* _PROVIDED DATA_
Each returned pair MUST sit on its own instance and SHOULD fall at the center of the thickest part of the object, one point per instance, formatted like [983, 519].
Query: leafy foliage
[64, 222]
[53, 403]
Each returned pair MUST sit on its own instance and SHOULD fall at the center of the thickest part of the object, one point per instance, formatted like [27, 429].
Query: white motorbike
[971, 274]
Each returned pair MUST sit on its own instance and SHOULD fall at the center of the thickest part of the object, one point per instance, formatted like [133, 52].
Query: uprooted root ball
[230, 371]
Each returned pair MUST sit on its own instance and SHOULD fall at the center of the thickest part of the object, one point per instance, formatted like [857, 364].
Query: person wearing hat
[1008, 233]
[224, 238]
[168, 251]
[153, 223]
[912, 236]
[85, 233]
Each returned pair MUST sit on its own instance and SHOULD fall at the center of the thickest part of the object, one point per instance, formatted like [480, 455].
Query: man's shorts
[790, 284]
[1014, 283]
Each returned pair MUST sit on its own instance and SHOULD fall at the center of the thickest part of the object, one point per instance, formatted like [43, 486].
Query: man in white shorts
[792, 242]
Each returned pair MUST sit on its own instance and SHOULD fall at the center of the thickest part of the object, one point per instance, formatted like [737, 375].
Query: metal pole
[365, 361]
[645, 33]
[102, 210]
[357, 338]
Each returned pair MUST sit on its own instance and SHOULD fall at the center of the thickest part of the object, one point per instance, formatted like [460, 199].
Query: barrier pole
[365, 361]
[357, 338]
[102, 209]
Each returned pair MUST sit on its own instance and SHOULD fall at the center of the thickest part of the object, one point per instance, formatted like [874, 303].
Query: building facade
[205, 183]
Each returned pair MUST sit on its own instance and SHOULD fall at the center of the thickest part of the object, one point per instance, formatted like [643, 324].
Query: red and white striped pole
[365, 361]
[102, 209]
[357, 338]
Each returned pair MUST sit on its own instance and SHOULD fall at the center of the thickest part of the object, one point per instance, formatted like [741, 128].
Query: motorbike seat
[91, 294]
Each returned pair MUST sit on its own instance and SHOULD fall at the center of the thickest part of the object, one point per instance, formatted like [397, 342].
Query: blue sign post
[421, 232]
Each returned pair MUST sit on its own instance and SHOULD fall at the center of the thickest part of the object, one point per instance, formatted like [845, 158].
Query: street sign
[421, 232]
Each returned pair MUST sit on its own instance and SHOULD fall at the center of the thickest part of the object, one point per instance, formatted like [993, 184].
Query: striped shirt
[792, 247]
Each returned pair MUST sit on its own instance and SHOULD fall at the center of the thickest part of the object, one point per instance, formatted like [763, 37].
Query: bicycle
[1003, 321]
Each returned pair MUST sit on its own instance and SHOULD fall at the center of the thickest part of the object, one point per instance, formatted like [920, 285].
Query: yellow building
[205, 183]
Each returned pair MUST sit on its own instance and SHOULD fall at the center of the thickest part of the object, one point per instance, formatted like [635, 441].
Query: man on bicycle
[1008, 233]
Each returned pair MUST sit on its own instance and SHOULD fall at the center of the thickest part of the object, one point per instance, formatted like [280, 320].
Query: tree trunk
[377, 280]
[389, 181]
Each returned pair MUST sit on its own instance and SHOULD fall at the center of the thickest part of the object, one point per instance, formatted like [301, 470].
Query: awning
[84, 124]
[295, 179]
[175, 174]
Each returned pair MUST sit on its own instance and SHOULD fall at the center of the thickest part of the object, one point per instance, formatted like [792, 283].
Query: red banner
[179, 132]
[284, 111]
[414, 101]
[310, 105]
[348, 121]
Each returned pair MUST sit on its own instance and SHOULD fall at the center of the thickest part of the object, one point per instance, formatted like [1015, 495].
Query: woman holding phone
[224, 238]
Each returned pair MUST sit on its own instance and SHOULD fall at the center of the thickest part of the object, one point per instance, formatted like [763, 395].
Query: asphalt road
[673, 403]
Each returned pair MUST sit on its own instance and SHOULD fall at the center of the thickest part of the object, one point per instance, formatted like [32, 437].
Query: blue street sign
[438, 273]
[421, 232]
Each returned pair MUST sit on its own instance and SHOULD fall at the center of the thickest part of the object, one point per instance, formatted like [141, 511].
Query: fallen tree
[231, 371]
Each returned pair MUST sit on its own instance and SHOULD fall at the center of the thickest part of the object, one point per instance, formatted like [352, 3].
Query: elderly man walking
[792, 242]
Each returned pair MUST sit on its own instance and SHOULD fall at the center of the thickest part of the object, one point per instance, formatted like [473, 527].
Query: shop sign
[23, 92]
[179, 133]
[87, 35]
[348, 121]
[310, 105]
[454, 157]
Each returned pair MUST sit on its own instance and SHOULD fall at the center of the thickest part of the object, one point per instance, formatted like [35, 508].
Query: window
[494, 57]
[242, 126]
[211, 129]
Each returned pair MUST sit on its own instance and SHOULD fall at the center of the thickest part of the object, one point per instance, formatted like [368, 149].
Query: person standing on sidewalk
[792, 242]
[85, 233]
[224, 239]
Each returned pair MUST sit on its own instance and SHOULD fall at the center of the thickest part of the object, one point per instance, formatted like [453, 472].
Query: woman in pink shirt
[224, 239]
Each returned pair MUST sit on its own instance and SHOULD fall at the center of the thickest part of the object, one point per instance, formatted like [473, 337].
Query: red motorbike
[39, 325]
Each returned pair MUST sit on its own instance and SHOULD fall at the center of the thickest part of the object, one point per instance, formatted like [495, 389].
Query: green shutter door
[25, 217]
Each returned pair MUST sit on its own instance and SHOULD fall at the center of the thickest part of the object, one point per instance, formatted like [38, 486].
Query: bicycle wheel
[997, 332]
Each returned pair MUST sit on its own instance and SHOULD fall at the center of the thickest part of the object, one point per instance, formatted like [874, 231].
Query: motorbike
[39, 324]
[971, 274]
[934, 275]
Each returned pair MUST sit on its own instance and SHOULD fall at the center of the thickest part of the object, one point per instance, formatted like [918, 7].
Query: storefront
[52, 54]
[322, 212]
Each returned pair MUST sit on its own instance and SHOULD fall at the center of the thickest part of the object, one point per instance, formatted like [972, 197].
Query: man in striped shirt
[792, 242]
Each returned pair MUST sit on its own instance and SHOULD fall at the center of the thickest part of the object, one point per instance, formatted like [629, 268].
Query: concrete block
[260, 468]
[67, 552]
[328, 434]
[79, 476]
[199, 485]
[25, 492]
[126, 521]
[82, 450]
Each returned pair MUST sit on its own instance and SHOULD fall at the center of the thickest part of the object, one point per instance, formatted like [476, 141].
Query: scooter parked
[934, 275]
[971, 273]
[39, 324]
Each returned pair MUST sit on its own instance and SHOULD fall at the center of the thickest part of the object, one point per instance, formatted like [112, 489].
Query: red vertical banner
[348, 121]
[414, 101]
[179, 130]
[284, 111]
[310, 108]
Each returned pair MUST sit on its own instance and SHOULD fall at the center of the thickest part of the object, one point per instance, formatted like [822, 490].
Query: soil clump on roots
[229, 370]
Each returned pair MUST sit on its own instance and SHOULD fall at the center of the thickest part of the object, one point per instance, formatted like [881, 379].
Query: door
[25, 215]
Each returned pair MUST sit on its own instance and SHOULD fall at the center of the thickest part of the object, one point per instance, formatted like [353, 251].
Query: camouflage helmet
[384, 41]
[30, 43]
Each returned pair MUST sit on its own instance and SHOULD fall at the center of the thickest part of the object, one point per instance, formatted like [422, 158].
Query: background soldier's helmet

* _WORK ORDER_
Send back an exact copy of only the lines from the line with "like [27, 429]." up to and including the line with "like [133, 52]." in the data above.

* _SOLUTION TO THE EXERCISE_
Each returned pair MUST sit on its own instance and SHOULD fall at the center of the thickest part of the object, one point per instance, formatted like [27, 429].
Query: white motorbike
[971, 274]
Each returned pair MUST sit on its own instance and SHOULD fall at the center of the thickest part of the object, one point per instance, formatted like [133, 52].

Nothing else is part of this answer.